Supplied information:
** start **

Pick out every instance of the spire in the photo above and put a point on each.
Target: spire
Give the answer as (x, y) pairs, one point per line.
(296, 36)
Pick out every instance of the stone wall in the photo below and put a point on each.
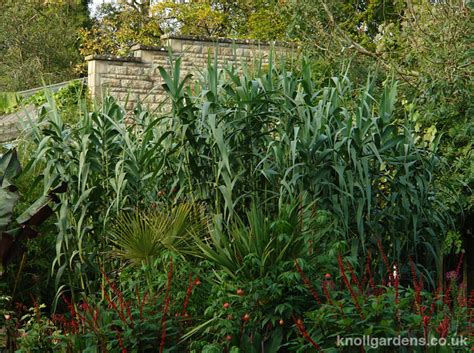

** end **

The task: Copy the lines above word for word, omitting the pictures.

Solution:
Pick out every instance of the spire in the photo above and put a point on each.
Target: spire
Give the answer as (x, y) pairs, one point per line.
(296, 36)
Pick out every instance of the stone wall in the photo below and put a point on each.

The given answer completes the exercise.